▸ **PROBLEM DETAILS**
Show, copied in full, each line of the records below that contains the word "main".

▸ **ITEMS**

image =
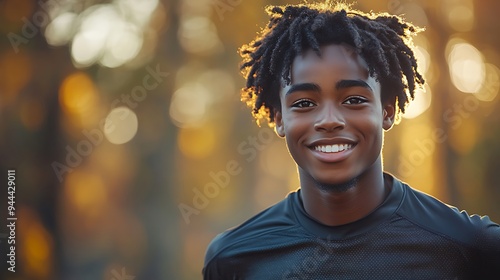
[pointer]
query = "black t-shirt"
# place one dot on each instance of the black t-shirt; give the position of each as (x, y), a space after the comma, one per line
(411, 235)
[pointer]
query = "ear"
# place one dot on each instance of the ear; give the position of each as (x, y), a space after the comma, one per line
(280, 127)
(389, 112)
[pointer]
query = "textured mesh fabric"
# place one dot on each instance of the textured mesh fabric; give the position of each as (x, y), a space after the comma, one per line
(411, 235)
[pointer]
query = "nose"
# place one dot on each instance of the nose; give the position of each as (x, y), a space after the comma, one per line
(329, 119)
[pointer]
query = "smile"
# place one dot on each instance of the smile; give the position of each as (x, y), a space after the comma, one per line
(336, 148)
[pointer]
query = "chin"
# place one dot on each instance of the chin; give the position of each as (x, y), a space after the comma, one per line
(336, 185)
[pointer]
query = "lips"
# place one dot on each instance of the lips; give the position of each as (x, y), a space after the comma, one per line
(332, 150)
(335, 148)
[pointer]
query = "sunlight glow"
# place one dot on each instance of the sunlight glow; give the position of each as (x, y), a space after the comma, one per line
(461, 16)
(189, 105)
(198, 142)
(199, 35)
(60, 31)
(420, 104)
(466, 66)
(77, 94)
(121, 125)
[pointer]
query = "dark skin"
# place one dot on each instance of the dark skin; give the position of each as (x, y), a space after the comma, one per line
(333, 120)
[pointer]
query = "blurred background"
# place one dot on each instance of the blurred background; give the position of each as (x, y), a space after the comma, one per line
(132, 149)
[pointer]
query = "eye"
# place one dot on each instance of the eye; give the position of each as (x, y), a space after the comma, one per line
(355, 100)
(303, 103)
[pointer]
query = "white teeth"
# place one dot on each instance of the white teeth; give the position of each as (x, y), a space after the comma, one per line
(333, 148)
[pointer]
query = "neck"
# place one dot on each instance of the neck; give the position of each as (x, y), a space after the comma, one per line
(334, 205)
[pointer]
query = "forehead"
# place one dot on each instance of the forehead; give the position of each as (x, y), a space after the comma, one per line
(336, 59)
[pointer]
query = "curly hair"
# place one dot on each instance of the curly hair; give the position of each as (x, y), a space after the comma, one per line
(384, 41)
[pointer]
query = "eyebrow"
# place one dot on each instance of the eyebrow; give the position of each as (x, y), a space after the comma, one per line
(342, 84)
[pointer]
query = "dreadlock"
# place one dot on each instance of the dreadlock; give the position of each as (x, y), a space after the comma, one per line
(384, 41)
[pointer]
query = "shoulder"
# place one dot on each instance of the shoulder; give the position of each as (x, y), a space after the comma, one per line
(267, 226)
(471, 230)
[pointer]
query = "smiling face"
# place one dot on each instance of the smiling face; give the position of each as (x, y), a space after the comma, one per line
(332, 117)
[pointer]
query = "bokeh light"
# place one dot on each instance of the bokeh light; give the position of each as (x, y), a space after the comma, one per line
(121, 125)
(466, 66)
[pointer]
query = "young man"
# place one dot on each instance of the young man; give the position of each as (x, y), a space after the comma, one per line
(332, 80)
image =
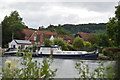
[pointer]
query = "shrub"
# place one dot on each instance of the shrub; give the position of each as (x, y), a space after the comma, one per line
(100, 72)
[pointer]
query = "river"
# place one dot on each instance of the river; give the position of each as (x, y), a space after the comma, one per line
(66, 67)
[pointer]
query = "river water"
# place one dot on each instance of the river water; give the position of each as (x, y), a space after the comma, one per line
(66, 67)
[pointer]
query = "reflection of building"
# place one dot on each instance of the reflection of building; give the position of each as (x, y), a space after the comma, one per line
(20, 44)
(37, 37)
(84, 36)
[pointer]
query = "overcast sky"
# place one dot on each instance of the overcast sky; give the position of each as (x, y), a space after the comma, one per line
(45, 12)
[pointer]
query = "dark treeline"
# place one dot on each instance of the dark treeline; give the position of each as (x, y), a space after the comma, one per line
(87, 28)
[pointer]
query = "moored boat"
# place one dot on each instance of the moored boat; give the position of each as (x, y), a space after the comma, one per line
(56, 52)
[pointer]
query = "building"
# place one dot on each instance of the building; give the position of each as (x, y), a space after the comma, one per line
(38, 37)
(84, 36)
(23, 44)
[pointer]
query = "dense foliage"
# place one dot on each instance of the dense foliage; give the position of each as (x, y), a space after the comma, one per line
(113, 28)
(11, 27)
(101, 72)
(87, 28)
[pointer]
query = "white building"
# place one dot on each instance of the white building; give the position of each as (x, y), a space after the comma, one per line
(20, 44)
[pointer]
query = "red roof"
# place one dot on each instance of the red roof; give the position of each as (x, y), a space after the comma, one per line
(29, 35)
(85, 36)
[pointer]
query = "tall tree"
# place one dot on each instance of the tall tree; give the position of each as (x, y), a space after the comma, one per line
(11, 25)
(61, 31)
(113, 27)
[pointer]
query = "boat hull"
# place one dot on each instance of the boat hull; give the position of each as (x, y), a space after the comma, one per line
(82, 56)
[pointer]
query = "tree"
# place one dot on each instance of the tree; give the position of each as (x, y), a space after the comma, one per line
(48, 42)
(78, 43)
(87, 44)
(11, 25)
(113, 27)
(60, 42)
(61, 31)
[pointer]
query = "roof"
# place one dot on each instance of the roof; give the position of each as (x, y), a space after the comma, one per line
(22, 41)
(85, 36)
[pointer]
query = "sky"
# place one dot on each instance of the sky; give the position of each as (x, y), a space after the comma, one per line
(37, 13)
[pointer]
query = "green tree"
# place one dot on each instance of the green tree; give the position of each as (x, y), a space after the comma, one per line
(87, 44)
(48, 42)
(113, 27)
(61, 31)
(78, 43)
(11, 25)
(60, 42)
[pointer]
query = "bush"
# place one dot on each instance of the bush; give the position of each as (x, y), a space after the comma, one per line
(100, 72)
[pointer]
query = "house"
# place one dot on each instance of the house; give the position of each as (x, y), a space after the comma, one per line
(23, 44)
(37, 37)
(84, 36)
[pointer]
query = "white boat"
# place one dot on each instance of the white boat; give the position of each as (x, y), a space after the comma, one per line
(55, 51)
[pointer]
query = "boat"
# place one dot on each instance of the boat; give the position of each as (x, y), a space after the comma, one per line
(56, 52)
(12, 52)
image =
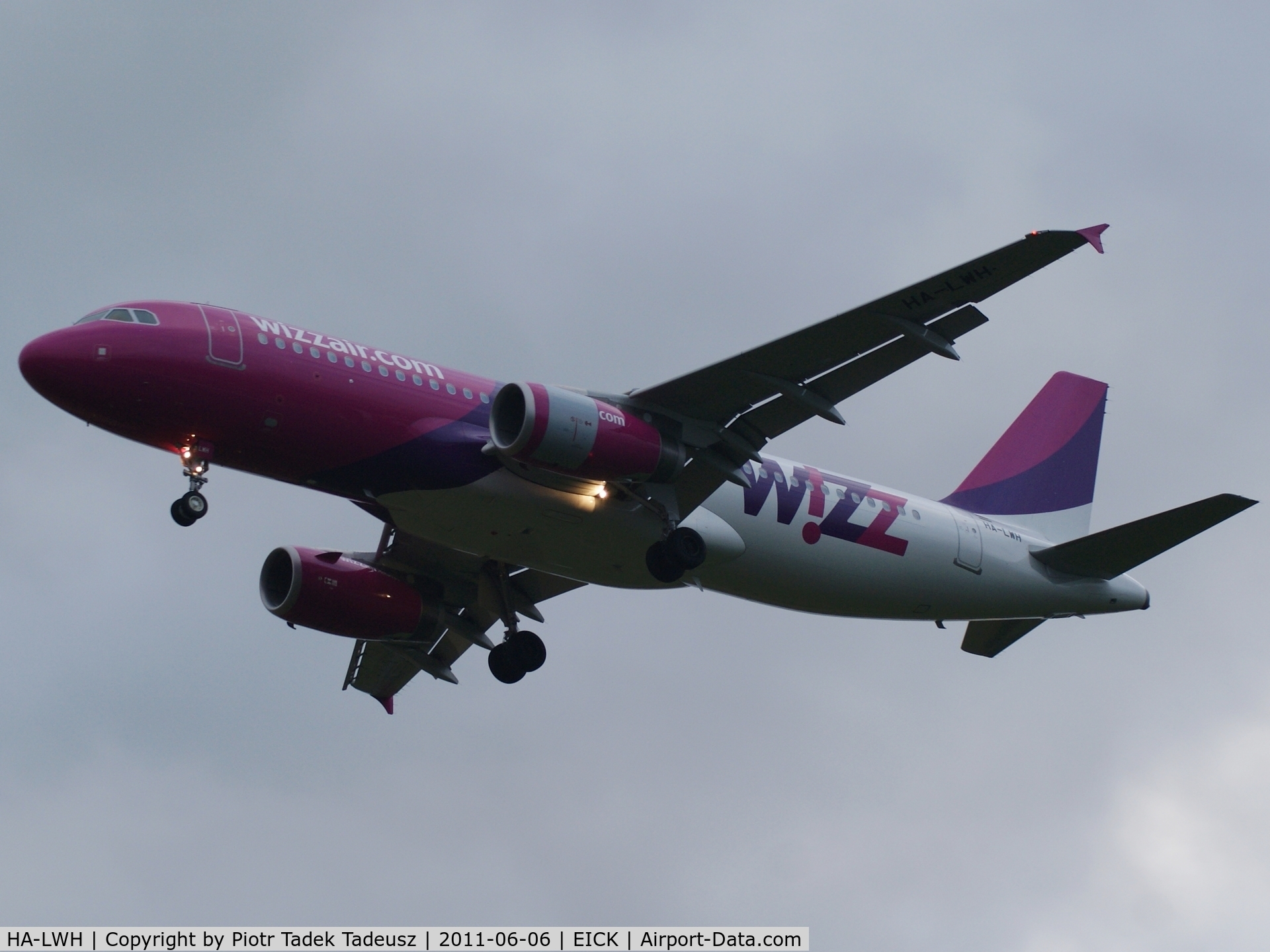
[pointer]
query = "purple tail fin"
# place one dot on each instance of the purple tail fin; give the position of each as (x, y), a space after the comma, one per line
(1046, 462)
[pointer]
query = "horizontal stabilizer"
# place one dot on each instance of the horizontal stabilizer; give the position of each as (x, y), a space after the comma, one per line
(1111, 553)
(990, 639)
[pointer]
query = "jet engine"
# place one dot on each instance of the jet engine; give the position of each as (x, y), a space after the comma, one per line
(573, 433)
(333, 593)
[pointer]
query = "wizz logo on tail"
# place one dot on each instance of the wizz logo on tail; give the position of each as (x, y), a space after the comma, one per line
(810, 481)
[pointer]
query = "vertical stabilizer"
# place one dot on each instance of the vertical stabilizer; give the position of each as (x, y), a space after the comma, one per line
(1040, 474)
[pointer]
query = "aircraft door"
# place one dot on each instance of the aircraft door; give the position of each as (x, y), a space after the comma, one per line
(969, 542)
(224, 335)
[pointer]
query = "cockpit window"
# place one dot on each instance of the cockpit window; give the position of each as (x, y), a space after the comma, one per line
(121, 314)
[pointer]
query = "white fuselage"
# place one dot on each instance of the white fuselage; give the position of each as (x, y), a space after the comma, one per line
(812, 541)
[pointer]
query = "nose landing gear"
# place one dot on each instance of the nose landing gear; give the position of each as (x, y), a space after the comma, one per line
(192, 507)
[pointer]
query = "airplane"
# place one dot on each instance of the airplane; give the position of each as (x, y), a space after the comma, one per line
(498, 496)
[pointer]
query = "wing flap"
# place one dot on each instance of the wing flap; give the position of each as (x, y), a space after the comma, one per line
(722, 391)
(988, 639)
(779, 415)
(379, 670)
(1111, 553)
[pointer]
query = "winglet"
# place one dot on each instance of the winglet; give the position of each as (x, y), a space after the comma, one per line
(1094, 235)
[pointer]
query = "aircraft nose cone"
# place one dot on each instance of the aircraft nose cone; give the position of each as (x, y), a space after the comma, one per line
(48, 364)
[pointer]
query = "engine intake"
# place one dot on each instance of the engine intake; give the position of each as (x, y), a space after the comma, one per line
(560, 429)
(332, 593)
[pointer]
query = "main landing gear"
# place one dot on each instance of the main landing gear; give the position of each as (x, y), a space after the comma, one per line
(520, 654)
(683, 551)
(520, 651)
(192, 507)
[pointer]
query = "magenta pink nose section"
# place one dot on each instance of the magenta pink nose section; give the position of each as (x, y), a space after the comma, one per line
(52, 364)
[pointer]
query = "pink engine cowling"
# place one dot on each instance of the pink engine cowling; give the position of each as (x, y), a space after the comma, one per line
(570, 432)
(332, 593)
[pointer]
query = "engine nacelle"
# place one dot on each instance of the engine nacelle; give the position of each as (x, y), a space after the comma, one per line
(577, 434)
(332, 593)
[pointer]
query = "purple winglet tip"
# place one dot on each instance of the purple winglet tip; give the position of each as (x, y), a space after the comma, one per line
(1094, 235)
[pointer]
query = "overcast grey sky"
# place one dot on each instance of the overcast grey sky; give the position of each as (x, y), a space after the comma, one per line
(607, 196)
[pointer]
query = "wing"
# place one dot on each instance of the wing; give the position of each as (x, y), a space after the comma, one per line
(476, 593)
(733, 408)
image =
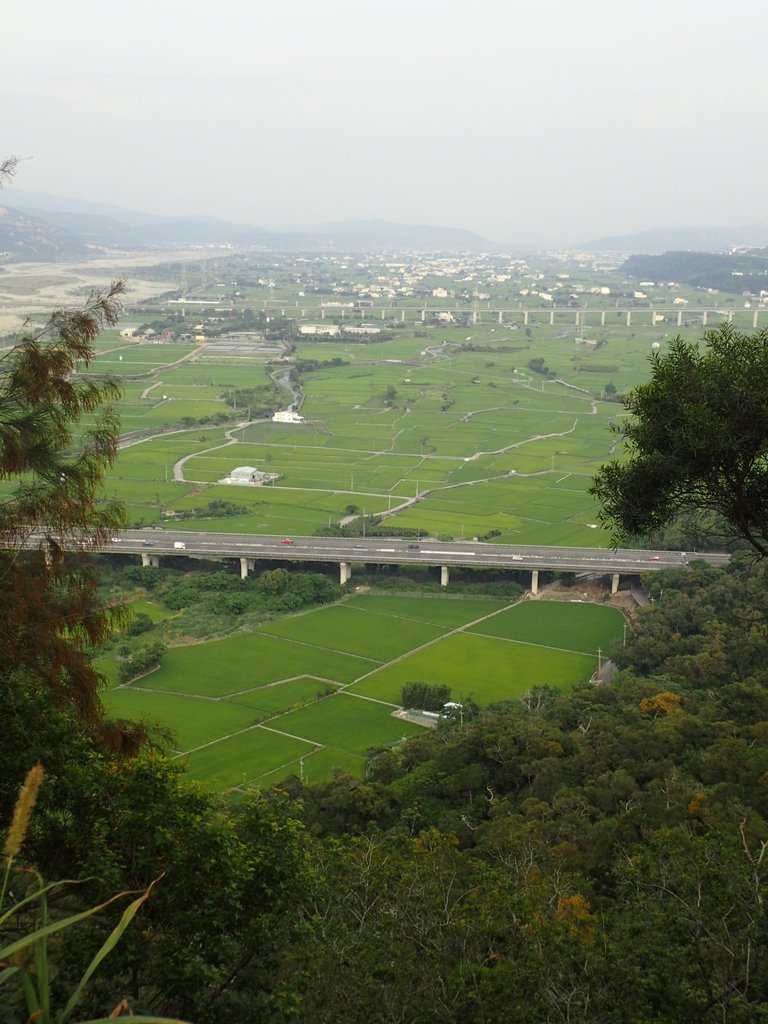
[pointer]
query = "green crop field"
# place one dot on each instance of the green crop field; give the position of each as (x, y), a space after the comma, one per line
(455, 415)
(314, 691)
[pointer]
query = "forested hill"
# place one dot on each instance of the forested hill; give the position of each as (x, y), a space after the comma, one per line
(598, 856)
(737, 271)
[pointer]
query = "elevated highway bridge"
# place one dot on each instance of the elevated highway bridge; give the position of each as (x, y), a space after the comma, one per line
(150, 545)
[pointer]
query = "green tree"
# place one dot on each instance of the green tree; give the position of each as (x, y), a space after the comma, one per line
(696, 442)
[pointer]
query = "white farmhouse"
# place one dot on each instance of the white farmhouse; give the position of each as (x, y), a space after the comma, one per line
(287, 416)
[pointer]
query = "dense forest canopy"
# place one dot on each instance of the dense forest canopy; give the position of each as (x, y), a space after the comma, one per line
(599, 855)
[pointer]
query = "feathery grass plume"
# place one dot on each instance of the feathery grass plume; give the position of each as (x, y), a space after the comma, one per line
(23, 810)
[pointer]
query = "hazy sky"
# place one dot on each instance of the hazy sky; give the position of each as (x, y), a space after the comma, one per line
(544, 121)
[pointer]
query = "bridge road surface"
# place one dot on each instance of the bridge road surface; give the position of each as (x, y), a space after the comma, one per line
(400, 551)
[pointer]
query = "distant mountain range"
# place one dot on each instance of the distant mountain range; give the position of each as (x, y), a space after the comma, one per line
(38, 226)
(682, 239)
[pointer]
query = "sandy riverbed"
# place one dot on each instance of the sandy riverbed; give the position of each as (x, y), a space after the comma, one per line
(33, 290)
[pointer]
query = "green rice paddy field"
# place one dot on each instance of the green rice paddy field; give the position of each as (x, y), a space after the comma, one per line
(483, 443)
(313, 692)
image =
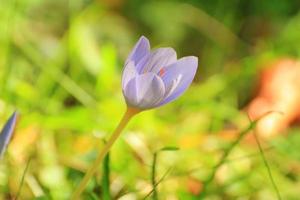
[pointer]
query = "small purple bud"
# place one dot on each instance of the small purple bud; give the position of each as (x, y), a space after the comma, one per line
(154, 78)
(7, 132)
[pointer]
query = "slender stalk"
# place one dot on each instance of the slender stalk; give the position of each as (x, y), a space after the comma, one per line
(267, 166)
(153, 176)
(22, 179)
(130, 112)
(105, 178)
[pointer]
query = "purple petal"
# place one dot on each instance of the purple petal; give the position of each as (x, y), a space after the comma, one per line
(7, 132)
(128, 73)
(159, 58)
(178, 77)
(141, 49)
(144, 91)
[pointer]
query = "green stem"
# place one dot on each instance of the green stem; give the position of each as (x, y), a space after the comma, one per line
(267, 166)
(22, 179)
(105, 179)
(130, 112)
(153, 175)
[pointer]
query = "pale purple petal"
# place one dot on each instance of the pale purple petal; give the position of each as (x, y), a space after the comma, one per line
(178, 76)
(159, 58)
(144, 91)
(128, 73)
(141, 49)
(7, 132)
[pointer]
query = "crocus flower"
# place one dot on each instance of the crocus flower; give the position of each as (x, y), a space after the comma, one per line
(154, 78)
(7, 132)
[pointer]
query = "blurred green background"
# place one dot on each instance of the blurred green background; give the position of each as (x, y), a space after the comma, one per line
(60, 66)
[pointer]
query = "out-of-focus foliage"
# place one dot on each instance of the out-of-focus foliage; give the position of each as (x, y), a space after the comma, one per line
(60, 66)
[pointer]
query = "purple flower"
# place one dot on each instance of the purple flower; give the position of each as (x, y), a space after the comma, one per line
(7, 132)
(154, 78)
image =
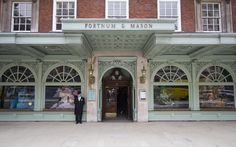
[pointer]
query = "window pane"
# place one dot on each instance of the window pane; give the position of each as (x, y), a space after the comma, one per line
(169, 9)
(22, 27)
(60, 97)
(58, 26)
(71, 5)
(59, 12)
(71, 12)
(117, 9)
(22, 15)
(216, 97)
(16, 28)
(170, 97)
(210, 12)
(28, 27)
(18, 97)
(65, 11)
(65, 5)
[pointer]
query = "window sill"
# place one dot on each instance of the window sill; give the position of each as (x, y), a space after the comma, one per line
(217, 109)
(15, 110)
(180, 109)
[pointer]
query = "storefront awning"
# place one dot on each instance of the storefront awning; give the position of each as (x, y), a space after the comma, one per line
(189, 46)
(43, 46)
(117, 34)
(156, 38)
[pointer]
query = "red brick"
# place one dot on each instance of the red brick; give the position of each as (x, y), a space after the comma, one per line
(234, 14)
(45, 15)
(91, 8)
(143, 9)
(188, 15)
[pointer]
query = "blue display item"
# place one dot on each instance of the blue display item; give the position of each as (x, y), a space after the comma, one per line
(13, 103)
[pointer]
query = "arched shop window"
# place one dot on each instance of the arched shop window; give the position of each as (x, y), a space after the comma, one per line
(60, 84)
(216, 88)
(17, 88)
(170, 88)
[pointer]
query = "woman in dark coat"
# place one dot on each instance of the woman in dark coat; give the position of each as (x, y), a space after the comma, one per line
(79, 103)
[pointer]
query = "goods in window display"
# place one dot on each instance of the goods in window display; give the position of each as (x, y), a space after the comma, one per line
(65, 98)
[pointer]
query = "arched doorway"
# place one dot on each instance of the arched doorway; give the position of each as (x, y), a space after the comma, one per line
(117, 95)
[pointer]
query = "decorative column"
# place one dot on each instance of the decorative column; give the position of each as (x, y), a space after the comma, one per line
(38, 106)
(142, 90)
(92, 95)
(194, 103)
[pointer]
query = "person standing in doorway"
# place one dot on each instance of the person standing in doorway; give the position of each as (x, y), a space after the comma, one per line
(79, 103)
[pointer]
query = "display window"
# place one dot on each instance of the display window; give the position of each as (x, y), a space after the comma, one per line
(60, 97)
(216, 89)
(170, 89)
(17, 90)
(61, 82)
(17, 97)
(170, 97)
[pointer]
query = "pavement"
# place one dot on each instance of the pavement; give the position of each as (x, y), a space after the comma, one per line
(118, 134)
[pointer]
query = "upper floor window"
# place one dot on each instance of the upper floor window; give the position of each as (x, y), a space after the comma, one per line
(170, 9)
(21, 16)
(117, 9)
(210, 16)
(63, 9)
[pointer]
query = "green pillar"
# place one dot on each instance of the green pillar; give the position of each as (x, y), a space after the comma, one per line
(38, 89)
(195, 89)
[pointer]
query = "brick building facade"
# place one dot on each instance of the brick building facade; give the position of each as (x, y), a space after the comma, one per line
(138, 60)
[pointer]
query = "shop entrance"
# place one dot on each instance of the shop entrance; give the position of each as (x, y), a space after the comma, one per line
(117, 95)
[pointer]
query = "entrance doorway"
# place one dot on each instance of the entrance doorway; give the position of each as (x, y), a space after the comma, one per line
(117, 95)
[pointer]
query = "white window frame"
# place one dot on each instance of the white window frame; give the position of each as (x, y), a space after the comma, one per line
(54, 12)
(170, 83)
(178, 11)
(12, 16)
(127, 9)
(220, 17)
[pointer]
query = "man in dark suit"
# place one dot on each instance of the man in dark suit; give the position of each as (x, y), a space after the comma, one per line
(79, 103)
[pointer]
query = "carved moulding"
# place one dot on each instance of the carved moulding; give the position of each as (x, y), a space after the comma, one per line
(128, 65)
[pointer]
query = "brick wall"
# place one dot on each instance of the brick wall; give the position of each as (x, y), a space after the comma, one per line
(234, 14)
(143, 9)
(0, 16)
(45, 15)
(91, 8)
(187, 15)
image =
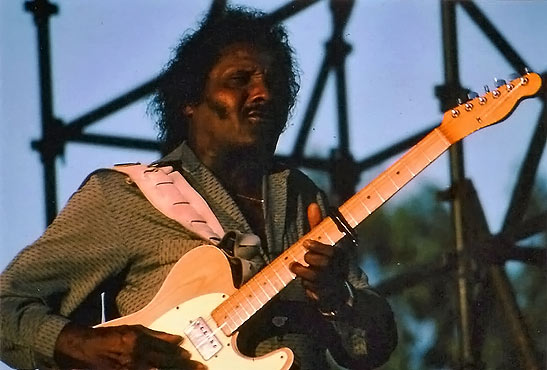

▸ **RESPONSE**
query = "main landing gear"
# place one dot on each instance of the main landing gear; give the position of each as (x, y), a space after the comma, one per line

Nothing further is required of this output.